> _Text extract_:
I'm trying to understand how tokio and rayon could potentially improve a process that I have that has a lot of events. To simulate what's going on in the real application, I've got a function fill_vec
that generates some random bytes for processing.
In production, I'd hand these off to a worker process and never expect them back, but for this process, I'm just copying the Vec and letting it duplicate as needed until I get the desired number of iterations.
My observations from the code is that neither Tokio or Rayon add any performance improvements. When I look at a machine running the program with btop, I never see the processors maxed out. This leads me to believe that I've got a critical flaw in my approach. I've run this on both an intel and arm cortex device with the same results.
The playground is attached. Any suggestions on how to improve either approach would be appreciated. If there's another approach that could potentially yield better results, feel free to share that, too. None of the examples I've seen for either library seem difficult, so I may be implementing this in such a way that undermines the optimizations that the libraries try to make.
use std::sync::Arc;
use std::sync::atomic::{AtomicU64, Ordering};
use std::thread;
use std::time::Duration;
use Vec;
use rand::Rng;
use tokio::{task, time::Instant};
use tokio::sync::mpsc;
fn fill_vec(count: u8) -> Vec<u8> {
let mut rng = rand::thread_rng();
(0..count).map(|_| rng.gen()).collect()
}
// simulate the actual process, which takes about 2us.

> _Tasks to complete_:
[1] Answer these questions about the post on tokio and rayon, one answer per line, marked like the questions.
(a) What does the function fill_vec generate?
(b) Which tool does the poster use to watch the machine running the program?
(c) On which two kinds of device was the program run?
[2] Carry on the forum post about tokio and rayon from its last line.

> _Supplied records_:
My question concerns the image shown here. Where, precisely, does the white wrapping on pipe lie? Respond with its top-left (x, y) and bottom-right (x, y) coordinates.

* * *

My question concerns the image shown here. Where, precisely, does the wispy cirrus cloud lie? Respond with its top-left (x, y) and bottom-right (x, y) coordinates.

> _Solved tasks_:
[1]
(a) Random bytes for processing.
(b) btop.
(c) An Intel device and an ARM Cortex device.

[2]
fn process_data(_data: &Vec<u8>) -> bool {
thread::sleep(Duration::from_micros(2));
return true;
}
fn do_linear_process(data: &Vec<Vec<u8>>, max_iterations:u32) {
let mut iteration = 0;
let iteration_start = Instant::now();
let mut elements = 0;
loop {
iteration += 1;
if iteration > max_iterations {
break;
}
// simply classify the frame
let data = data[iteration as usize % 100].clone();
let val = process_data(&data);
if val {
elements += 1;
}
}
let iteration_elapsed = iteration_start.elapsed();
let time_elements = iteration_elapsed.as_micros() / elements;
println!("Iterated {} elements in {:?}us at {} us/element (linear)", elements, iteration_elapsed.as_micros(), time_elements);
}
// Rayon approach
fn do_parallel_rayon(data: &Vec<Vec<u8>>, max_iterations: u32) {
let start_time = Instant::now();
let elements = (0..max_iterations)
.map(|i| {
let chunk = &data[i as usize % 100];
if process_data(chunk) {
1
} else {
0
}
})
.sum::<u32>();
let elapsed = start_time.elapsed();
let time_per_element = elapsed.as_micros() / elements as u128;
println!(
"Iterated {} elements in {:?}us at {}us/element (Rayon)",
elements,
elapsed.as_micros(),
time_per_element
);
}
async fn do_tokio_mpsc(data: &Vec<Vec<u8>>, max_iterations:u32) {
println!("---- Repeating with tokio mpsc threading ----");
// now we'll repeat the last part with some threading action...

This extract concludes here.